* DIRECTIONS *
Write out each line of the listing as it stands, without the images.

Location identification entries
╭──

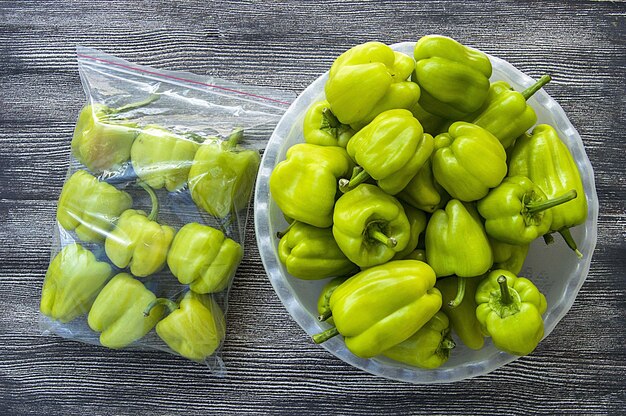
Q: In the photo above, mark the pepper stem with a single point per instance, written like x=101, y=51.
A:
x=169, y=304
x=154, y=211
x=504, y=290
x=534, y=207
x=460, y=293
x=331, y=118
x=325, y=336
x=528, y=92
x=569, y=240
x=325, y=315
x=138, y=104
x=359, y=175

╰──

* FINAL RESULT *
Q: In the photo above, mark the pepper stem with a single point per instance, written like x=101, y=51.
A:
x=169, y=304
x=154, y=211
x=504, y=290
x=534, y=207
x=460, y=293
x=331, y=118
x=325, y=336
x=528, y=92
x=569, y=240
x=325, y=315
x=138, y=104
x=359, y=175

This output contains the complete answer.